Task to complete: Rewrite everything from "A: Most neonatal" down to "require long-term treatment." in the neonatal seizures text below, putting "short-lived" in place of "transient".

Text passage:
════════

Literature
Clinical Pearls & Morning Reports
Published May 3, 2023
Neonatal seizures are defined as seizures occurring within 4 weeks after birth for full-term infants or within 44 weeks of postmenstrual age for preterm infants. Read the NEJM Review Article here.
Clinical Pearls
Q: What are some of the common causes of neonatal seizures?
A: Most neonatal seizures are transient and result from acute metabolic disturbances, infectious processes, or acute focal cerebral lesions. Such seizures are considered to be provoked. In full-term neonates, the most common cause of provoked seizures is hypoxic ischemic encephalopathy, followed in frequency by stroke and infection. In preterm neonates, the most common cause is intraventricular hemorrhage. Neonatal epilepsy syndromes, which are uncommon, have genetic causes, and unlike provoked seizures, some of these syndromes require long-term treatment.
Q: Are seizures in neonates easy to recognize?

════════

Record excerpts:

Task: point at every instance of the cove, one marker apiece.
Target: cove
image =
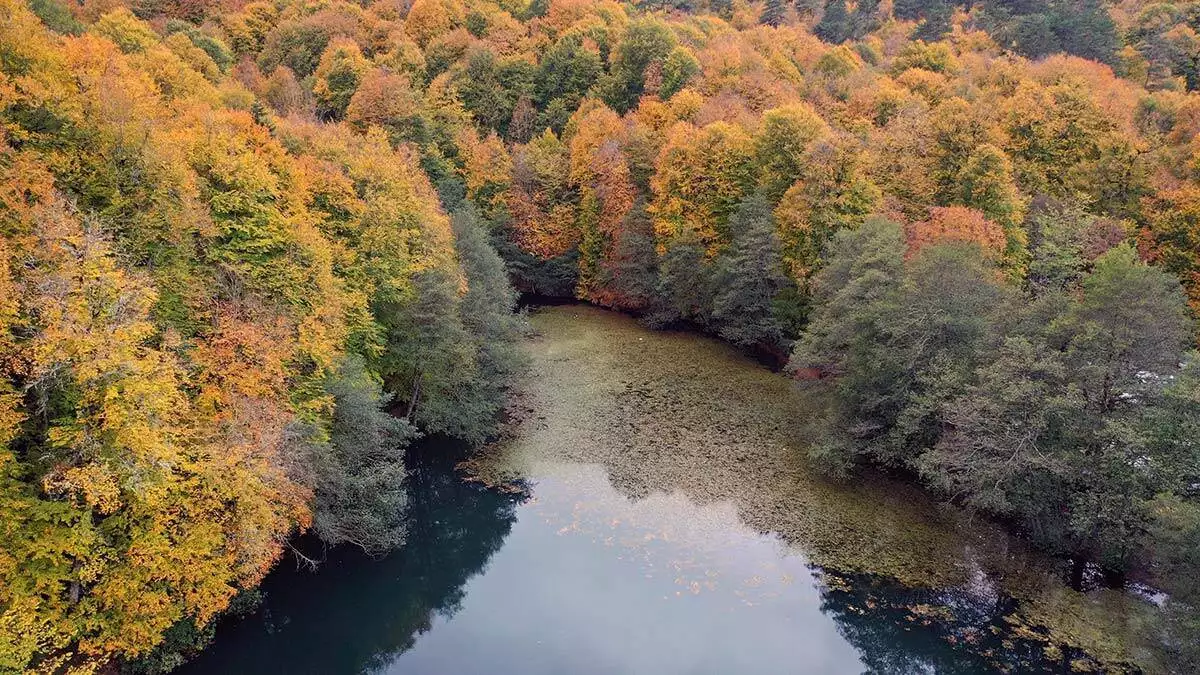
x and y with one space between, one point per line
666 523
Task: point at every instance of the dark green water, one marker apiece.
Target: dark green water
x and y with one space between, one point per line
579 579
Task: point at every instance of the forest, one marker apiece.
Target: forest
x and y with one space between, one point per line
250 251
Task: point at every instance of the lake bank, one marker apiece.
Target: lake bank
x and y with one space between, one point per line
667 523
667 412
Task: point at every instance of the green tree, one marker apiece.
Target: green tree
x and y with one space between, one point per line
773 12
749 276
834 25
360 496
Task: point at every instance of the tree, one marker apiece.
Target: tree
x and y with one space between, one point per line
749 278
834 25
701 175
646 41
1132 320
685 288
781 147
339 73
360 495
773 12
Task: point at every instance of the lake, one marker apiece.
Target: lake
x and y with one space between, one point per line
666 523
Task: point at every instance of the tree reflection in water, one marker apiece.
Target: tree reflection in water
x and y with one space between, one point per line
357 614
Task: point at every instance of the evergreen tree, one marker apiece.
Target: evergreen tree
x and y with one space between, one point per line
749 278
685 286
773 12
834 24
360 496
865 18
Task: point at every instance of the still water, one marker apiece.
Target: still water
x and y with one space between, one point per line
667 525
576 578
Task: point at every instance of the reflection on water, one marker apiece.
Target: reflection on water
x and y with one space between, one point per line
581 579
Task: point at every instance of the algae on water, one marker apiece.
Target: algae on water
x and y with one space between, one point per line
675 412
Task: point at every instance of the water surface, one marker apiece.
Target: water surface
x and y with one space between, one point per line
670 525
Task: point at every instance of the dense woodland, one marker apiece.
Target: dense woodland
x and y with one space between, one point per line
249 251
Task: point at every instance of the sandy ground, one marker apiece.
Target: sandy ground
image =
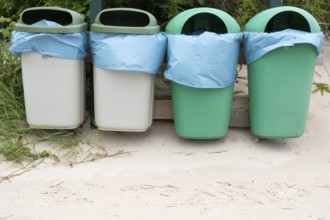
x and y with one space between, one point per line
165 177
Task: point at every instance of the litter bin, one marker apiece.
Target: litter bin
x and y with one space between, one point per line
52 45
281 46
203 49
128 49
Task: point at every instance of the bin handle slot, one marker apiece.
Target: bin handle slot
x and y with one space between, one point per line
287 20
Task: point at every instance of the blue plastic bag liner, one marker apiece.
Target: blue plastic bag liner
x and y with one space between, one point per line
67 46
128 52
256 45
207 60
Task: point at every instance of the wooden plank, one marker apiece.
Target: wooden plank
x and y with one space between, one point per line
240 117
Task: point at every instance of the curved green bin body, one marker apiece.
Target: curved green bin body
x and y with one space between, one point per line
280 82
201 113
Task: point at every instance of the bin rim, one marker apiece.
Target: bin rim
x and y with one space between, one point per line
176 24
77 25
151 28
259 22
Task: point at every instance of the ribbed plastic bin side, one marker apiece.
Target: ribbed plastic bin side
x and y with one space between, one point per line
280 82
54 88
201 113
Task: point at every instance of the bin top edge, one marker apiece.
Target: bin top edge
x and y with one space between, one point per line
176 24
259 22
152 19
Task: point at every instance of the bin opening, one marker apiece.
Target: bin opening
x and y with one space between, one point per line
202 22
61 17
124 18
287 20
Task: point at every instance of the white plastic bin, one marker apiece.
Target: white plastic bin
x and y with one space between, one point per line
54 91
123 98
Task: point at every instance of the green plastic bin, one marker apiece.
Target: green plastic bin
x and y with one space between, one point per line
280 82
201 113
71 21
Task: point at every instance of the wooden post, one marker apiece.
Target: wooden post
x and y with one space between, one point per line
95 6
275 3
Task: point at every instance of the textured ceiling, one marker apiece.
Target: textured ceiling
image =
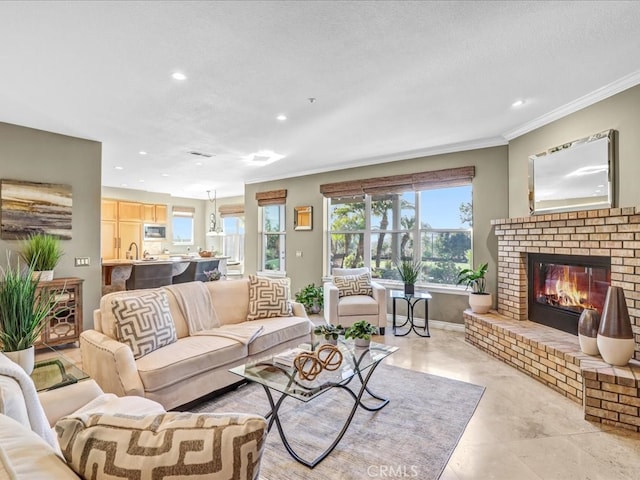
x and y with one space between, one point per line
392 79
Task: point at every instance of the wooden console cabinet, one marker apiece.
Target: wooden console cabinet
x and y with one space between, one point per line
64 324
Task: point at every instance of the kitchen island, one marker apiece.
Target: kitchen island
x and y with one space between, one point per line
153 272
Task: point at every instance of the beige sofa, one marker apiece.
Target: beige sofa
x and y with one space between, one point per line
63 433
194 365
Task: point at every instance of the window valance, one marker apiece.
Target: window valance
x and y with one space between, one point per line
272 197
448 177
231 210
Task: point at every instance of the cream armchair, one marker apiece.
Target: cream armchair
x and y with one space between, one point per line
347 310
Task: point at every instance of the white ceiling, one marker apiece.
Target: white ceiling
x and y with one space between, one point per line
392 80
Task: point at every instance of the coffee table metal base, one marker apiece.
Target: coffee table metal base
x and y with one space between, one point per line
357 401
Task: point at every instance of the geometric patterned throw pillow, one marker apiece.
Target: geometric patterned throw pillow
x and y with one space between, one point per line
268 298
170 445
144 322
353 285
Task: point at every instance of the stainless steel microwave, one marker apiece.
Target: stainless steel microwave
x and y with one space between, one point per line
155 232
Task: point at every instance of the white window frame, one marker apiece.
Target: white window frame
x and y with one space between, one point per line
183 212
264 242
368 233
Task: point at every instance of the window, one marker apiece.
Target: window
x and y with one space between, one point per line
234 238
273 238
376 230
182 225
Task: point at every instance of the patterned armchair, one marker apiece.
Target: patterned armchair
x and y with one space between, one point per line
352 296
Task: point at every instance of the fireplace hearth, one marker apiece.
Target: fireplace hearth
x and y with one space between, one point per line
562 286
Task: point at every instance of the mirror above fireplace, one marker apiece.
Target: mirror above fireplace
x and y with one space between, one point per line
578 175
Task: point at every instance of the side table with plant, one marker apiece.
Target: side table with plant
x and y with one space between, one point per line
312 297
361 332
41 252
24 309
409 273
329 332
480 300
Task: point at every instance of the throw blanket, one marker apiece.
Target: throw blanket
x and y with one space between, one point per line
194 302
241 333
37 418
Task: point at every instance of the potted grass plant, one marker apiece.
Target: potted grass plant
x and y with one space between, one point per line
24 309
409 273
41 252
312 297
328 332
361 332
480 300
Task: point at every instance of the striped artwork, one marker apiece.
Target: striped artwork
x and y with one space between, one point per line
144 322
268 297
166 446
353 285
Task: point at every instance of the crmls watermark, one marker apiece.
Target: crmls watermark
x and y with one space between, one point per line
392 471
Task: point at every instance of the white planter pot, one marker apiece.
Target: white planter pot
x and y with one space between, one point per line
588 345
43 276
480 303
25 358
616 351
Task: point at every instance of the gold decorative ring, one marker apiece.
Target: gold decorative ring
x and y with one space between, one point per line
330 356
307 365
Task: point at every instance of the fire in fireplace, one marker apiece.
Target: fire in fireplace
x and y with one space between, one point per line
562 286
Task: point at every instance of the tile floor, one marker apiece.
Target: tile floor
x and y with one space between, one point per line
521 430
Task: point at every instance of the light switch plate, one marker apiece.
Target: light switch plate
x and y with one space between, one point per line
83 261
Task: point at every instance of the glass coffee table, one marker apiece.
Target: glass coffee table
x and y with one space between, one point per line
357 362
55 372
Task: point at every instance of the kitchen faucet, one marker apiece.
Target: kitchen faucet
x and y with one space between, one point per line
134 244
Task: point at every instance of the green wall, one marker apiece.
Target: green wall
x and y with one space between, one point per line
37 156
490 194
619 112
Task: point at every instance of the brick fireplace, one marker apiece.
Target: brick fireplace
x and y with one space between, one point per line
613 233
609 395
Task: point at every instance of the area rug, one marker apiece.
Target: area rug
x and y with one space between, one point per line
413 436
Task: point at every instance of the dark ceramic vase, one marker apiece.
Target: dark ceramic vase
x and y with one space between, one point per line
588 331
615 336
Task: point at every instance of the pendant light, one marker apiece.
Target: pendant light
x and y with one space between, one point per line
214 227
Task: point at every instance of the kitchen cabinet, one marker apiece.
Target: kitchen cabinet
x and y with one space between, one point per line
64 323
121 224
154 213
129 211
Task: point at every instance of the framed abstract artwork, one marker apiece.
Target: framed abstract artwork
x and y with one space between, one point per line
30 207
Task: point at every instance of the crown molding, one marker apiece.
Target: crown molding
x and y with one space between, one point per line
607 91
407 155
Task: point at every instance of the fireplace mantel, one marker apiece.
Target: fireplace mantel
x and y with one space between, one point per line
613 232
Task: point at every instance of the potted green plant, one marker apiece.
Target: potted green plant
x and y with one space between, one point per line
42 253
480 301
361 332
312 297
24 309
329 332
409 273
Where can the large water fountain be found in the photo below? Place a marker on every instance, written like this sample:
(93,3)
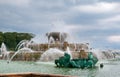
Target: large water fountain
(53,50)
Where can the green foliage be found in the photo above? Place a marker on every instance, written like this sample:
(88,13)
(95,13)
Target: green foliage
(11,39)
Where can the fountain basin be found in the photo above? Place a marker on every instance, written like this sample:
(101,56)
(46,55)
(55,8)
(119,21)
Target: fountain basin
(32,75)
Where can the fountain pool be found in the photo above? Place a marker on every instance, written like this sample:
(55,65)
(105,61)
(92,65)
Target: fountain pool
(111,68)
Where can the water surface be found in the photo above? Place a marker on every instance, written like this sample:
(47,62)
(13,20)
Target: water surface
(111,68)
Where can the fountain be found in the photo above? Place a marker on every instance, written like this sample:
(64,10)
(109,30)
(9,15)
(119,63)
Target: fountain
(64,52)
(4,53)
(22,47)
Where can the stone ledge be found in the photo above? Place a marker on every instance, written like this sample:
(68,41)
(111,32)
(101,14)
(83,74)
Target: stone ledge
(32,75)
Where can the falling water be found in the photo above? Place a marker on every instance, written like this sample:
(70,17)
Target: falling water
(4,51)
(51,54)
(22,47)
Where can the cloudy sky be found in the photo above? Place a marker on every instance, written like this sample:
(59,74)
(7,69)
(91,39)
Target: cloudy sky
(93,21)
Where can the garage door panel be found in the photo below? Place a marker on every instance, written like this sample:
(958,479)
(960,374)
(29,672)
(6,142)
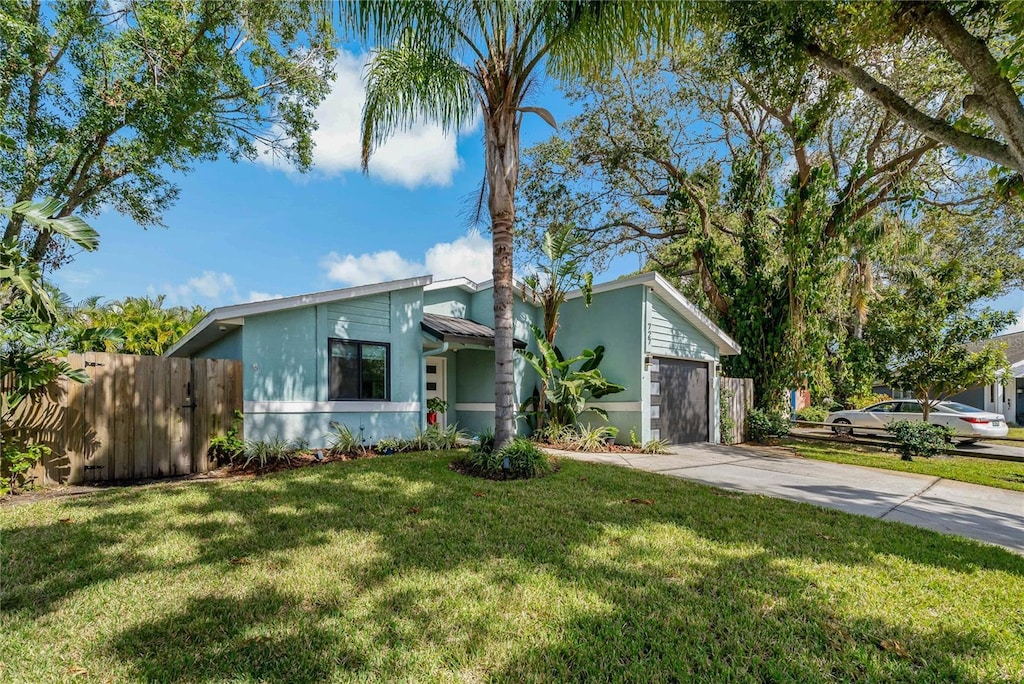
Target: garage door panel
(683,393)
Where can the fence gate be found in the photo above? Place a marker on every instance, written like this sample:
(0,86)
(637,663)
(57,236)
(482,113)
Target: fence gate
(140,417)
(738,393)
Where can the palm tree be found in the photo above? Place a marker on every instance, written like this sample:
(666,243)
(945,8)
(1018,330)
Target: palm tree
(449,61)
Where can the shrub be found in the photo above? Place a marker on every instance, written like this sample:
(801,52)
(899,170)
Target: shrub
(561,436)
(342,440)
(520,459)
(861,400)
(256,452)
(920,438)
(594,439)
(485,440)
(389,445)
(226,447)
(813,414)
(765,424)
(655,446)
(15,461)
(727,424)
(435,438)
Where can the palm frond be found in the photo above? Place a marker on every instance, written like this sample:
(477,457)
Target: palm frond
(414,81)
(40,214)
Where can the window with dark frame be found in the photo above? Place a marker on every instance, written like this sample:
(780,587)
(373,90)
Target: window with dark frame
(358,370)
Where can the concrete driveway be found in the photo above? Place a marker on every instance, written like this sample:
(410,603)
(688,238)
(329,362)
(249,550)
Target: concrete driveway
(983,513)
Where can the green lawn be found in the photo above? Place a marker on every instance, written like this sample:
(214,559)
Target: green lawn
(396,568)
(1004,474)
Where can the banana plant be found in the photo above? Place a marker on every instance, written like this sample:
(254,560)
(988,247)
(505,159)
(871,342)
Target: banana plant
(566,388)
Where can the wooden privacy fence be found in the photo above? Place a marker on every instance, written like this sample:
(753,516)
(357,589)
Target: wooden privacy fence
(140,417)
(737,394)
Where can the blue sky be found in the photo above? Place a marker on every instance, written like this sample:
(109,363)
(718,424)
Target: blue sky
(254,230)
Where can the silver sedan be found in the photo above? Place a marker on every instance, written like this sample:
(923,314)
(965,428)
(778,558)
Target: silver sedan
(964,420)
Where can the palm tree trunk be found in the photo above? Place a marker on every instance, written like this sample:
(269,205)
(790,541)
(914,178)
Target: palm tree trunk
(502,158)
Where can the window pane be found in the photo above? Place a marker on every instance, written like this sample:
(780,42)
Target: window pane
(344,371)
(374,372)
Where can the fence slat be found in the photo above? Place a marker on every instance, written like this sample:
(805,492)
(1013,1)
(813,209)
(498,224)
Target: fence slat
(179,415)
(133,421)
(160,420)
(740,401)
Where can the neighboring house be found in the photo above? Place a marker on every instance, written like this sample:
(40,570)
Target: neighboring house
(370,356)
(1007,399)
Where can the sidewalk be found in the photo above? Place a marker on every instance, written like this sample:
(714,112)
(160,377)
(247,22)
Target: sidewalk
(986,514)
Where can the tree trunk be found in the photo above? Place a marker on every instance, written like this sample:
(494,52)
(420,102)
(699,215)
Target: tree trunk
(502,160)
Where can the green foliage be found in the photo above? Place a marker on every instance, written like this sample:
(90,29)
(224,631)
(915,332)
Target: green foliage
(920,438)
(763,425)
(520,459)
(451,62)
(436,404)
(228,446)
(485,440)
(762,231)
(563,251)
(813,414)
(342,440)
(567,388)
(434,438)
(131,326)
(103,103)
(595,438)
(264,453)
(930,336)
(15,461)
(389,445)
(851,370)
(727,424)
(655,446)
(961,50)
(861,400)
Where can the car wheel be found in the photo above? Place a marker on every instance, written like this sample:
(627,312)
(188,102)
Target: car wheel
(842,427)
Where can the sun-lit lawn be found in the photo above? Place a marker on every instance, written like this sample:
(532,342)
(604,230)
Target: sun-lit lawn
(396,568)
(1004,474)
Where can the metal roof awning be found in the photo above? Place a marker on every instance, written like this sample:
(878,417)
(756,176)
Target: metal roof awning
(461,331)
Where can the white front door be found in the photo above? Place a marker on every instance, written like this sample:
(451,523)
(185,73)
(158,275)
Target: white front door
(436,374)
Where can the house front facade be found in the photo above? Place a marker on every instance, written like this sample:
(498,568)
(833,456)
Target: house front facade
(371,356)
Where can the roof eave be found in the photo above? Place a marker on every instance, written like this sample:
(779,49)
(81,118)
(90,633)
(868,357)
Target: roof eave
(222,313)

════════

Answer section:
A: Most neonatal seizures are short-lived and result from acute metabolic disturbances, infectious processes, or acute focal cerebral lesions. Such seizures are considered to be provoked. In full-term neonates, the most common cause of provoked seizures is hypoxic ischemic encephalopathy, followed in frequency by stroke and infection. In preterm neonates, the most common cause is intraventricular hemorrhage. Neonatal epilepsy syndromes, which are uncommon, have genetic causes, and unlike provoked seizures, some of these syndromes require long-term treatment.